## Requirement:
Please count how many lines in the records below contain the word "bowl". Reply with the number only.

## Entries supplied:
┄┄┄┄┄┄

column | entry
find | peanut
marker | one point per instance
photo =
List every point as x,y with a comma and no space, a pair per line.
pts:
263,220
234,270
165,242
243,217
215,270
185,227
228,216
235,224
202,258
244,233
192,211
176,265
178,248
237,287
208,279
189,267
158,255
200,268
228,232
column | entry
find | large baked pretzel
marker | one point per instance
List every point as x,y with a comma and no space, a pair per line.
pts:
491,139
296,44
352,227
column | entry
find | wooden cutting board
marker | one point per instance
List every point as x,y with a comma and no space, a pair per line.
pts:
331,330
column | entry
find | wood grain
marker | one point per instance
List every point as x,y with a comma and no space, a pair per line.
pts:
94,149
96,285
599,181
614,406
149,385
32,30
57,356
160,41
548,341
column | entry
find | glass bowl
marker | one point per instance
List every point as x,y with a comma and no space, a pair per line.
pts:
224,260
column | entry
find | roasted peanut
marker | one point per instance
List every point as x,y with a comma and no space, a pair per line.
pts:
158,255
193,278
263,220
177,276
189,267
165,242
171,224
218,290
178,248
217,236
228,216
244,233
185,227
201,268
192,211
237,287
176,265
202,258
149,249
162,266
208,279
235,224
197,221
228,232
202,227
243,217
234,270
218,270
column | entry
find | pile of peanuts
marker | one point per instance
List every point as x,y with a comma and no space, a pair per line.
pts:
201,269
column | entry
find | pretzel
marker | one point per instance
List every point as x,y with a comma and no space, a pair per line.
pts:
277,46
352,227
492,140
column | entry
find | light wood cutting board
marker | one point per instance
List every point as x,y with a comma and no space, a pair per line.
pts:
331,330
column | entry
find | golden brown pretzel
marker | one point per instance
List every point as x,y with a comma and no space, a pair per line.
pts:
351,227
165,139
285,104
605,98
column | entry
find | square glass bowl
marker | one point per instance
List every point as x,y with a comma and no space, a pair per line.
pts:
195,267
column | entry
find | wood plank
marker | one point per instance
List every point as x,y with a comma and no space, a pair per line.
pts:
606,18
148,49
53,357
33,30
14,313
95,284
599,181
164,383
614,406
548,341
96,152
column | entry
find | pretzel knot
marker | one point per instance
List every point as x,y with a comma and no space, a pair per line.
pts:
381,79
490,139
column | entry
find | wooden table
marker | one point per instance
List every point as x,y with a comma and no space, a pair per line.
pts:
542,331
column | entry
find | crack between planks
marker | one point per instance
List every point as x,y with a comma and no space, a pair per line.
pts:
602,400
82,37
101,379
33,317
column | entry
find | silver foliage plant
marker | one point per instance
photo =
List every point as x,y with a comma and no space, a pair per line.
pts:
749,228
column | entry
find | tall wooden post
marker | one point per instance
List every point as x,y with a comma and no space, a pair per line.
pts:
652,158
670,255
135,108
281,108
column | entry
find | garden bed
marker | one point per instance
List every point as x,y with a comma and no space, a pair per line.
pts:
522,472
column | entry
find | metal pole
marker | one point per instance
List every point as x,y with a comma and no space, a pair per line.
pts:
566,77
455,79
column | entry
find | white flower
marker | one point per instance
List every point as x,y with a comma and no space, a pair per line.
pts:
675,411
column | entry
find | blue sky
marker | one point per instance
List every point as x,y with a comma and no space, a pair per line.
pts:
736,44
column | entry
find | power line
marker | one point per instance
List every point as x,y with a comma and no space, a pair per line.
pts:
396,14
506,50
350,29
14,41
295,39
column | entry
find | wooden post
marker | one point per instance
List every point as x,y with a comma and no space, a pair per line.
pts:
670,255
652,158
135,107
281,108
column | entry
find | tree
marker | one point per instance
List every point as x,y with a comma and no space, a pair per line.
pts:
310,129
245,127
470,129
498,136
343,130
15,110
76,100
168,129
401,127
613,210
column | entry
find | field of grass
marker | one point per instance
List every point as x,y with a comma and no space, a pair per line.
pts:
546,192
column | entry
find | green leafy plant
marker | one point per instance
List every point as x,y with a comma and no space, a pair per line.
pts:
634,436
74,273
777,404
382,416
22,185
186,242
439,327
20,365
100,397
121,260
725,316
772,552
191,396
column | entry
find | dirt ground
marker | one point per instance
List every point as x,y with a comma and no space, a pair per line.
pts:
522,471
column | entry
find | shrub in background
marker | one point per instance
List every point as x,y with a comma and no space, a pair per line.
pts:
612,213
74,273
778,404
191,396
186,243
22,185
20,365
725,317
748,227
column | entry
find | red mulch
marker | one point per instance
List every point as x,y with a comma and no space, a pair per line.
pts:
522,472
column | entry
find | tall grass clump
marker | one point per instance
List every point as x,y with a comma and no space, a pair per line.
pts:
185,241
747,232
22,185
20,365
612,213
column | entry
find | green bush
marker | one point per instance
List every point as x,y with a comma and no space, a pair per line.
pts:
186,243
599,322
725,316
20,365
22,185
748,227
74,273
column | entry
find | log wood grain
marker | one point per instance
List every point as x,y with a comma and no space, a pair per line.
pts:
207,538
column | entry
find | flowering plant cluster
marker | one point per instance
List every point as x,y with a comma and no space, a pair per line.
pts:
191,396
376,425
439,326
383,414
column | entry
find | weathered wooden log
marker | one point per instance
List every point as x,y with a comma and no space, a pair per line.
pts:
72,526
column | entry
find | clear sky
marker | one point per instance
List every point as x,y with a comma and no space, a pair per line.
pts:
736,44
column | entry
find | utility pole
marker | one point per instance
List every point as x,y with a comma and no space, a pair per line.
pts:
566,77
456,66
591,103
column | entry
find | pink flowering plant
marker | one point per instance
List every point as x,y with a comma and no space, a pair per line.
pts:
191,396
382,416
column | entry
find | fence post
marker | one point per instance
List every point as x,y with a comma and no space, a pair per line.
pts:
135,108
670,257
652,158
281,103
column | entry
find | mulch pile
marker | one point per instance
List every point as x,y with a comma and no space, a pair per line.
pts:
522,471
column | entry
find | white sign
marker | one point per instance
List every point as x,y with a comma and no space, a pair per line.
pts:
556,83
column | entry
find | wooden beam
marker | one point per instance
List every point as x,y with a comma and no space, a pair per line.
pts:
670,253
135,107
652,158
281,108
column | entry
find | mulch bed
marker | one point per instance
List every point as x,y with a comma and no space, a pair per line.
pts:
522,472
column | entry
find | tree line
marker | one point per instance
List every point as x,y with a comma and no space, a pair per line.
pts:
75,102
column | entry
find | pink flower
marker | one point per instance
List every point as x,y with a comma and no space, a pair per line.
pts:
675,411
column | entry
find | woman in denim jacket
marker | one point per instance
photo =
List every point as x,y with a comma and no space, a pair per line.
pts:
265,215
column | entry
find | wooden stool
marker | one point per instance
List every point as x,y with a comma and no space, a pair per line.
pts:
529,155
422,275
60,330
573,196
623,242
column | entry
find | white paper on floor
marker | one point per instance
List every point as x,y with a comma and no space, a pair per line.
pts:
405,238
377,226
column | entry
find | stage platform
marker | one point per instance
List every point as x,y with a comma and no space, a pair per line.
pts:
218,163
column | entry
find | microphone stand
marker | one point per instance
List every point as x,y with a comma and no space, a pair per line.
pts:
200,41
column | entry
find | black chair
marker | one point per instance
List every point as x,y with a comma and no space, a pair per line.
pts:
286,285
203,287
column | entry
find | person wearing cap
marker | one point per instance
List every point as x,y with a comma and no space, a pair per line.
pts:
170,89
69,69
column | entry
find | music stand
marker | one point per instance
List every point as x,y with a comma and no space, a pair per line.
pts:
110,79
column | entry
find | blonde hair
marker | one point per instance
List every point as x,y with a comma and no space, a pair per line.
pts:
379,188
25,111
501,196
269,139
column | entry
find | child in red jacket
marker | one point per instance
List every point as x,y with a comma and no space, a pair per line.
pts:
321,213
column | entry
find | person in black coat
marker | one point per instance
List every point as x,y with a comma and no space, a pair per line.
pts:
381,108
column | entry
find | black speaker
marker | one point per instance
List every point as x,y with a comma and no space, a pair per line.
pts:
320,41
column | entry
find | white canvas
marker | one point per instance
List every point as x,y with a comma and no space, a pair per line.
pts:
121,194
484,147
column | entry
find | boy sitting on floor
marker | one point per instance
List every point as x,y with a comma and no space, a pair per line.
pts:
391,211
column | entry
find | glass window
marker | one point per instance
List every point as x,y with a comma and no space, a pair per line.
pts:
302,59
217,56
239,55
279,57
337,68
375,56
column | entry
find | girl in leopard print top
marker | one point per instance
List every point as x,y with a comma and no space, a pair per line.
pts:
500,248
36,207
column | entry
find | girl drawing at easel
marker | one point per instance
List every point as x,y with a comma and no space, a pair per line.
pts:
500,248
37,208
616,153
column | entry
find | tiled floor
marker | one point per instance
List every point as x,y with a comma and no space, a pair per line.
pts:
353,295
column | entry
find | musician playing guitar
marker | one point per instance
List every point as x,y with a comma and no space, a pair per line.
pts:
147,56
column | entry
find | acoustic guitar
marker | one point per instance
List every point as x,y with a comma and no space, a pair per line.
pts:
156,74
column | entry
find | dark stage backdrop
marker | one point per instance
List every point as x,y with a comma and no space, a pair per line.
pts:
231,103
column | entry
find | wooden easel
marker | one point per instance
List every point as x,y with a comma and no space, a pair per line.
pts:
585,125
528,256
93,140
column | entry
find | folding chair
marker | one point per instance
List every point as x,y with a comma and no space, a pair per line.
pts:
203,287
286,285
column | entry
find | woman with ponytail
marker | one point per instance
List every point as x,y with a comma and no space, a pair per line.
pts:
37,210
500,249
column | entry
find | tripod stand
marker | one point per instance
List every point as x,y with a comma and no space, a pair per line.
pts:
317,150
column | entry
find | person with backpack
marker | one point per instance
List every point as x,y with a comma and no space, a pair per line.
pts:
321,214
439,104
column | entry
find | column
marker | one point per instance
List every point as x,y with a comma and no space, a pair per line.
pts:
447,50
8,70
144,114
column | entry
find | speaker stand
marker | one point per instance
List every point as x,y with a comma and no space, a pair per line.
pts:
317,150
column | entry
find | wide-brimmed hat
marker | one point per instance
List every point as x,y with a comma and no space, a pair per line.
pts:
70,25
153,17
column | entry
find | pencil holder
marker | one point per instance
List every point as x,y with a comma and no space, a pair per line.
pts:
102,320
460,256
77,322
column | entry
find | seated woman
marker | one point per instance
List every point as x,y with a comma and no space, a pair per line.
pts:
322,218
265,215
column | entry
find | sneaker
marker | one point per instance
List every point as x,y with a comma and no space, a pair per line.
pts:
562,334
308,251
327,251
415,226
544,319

┄┄┄┄┄┄

## Answer for the task:
2